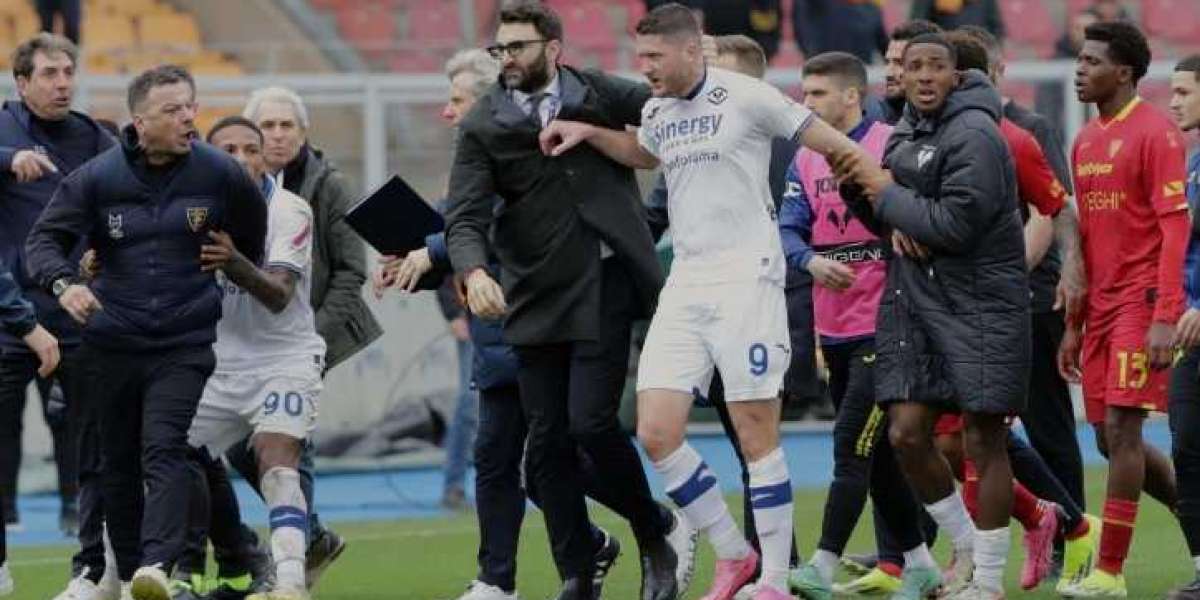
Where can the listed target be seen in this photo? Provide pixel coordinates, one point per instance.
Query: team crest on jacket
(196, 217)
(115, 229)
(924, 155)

= = = =

## Work request:
With images left out, the data must be transcribed exactly.

## The answer:
Where can the listed target be seen in this photo? Provide pixel coordinates, one point per instance.
Query: team crest on jacket
(196, 217)
(115, 229)
(924, 155)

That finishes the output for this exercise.